Felt is a textile material that is produced by matting, condensing and pressing fibers together. Felt can be made of natural fibers such as wool or animal fur, or from synthetic fibers such as petroleum-based acrylic or acrylonitrile or wood pulp–based rayon. Blended fibers are also common. Natural fibre felt has special properties that allow it to be used for a wide variety of purposes. "It is fire-retardant and self-extinguishing; it dampens vibration and absorbs sound; and it can hold large amounts of fluid without feeling wet..."

History

Felt from wool is one of the oldest known textiles. Many cultures have legends as to the origins of felt making. Sumerian legend claims that the secret of feltmaking was discovered by Urnamman of Lagash. The story of Saint Clement and Saint Christopher relates that the men packed their sandals with wool to prevent blisters while fleeing from persecution. At the end of their journey, the movement and sweat had turned the wool into felt socks.

Most likely felt's origins can be found in central Asia, where there is evidence of feltmaking in Siberia (Altai mountains) in Northern Mongolia and more recently evidence dating back to the first century AD in Mongolia. Siberian tombs (7th to 2nd century BC) show the broad uses of felt in that culture, including clothing, jewelry, wall hangings, and elaborate horse blankets. Employing careful color use, stitching, and other techniques, these feltmakers were able to use felt as an illustrative and decorative medium on which they could depict abstract designs and realistic scenes with great skill. Over time these makers became known for the beautiful abstract patterns they used that were derived from plant, animal, and other symbolic designs.

From Siberia and Mongolia, feltmaking spread across the areas held by the Turkic-Mongolian tribes. Sheep and camel herds were central to the wealth and lifestyle of these tribes, both of which were critical to producing the fibers needed for felting. As nomads traveling frequently and living on fairly treeless plains, felt provided housing (yurts, tents, etc.), insulation, floor coverings, and inside walling, as well as many household necessities from bedding and coverings to clothing. In nomadic peoples, an area where feltmaking was particularly visible was in trappings for their animals and for travel. Felt was often featured in the blankets that went under saddles.

### Directive
Extend the passage on felt above, picking up right after its final sentence and keeping the same style.

### Information shown
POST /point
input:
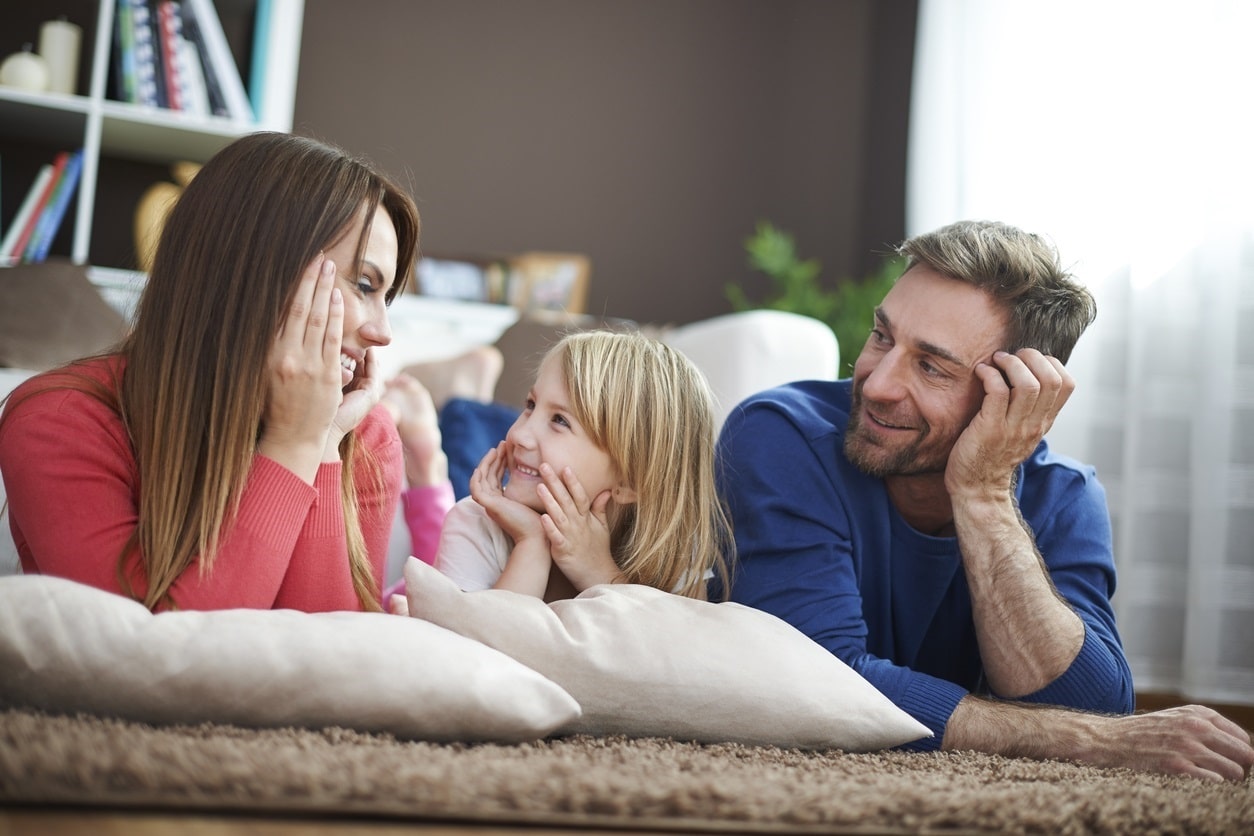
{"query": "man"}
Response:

### Task response
Dyes provided rich coloring, and colored slices of pre-felts (semi-felted sheets that could be cut in decorative ways), along with dyed yarns and threads were combined to create beautiful designs on the wool backgrounds. Felt was even used to create totems and amulets with protective functions. In traditional societies, the patterns embedded in the felt were also imbued with significant religious and symbolic meaning.

Feltmaking is still practised by nomadic peoples (such as Mongols and Turkic people) in Central Asia, where rugs, tents and clothing are regularly made. Some of these are traditional items, such as the classic yurt (Gers), while others are designed for the tourist market, such as decorated slippers. In the Western world, felt is widely used as a medium for expression in both textile art and contemporary art and design, where it has significance as an ecologically responsible textile and building material.

In addition to Central Asian traditions of felting, Scandinavian countries have also supported feltmaking, particularly for clothing.

Manufacturing methods

Wet felting

In the wet felting process, hot water is applied to layers of animal hairs, while repeated agitation and compression causes the fibers to hook together or weave together into a single piece of fabric. Wrapping the properly arranged fiber in a sturdy, textured material, such as a bamboo mat or burlap, will speed up the felting process. The felted material may be finished by fulling.

Only certain types of fiber can be wet felted successfully. Most types of fleece, such as those taken from the alpaca or the Merino sheep, can be put through the wet felting process. One may also use mohair (goat), angora (rabbit), or hair from rodents such as beavers and muskrats. These types of fiber are covered in tiny scales, similar to the scales found on a strand of human hair. Heat, motion, and moisture of the fleece causes the scales to open, while agitating them causes them to latch onto each other, creating felt. There is an alternative theory that the fibers wind around each other during felting. Plant fibers and synthetic fibers will not wet felt.

In order to make multi-colored designs, felters conduct a two-step process in which they create pre-felts of specialized colors—these semi-completed sheets of colored felt can then be cut with a sharp implement (knife or scissors) and the distinctive colors placed next to each other as in making a mosaic. The felting process is then resumed and the edges of the fabric attach to each other as the felting process is completed. Shrdak carpets (Turkmenistan) use a form of this method wherein two pieces of contrasting color are cut out with the same pattern, the cut-outs are then switched, fitting one into the other, which makes a sharply defined and colorful patterned piece. In order to strengthen the joints of a mosaic style felt, feltmakers often add a backing layer of fleece that is felted along with the other components. Feltmakers can differ in their orientation to this added layer—where some will lay it on top of the design before felting and others will place the design on top of the strengthening layer.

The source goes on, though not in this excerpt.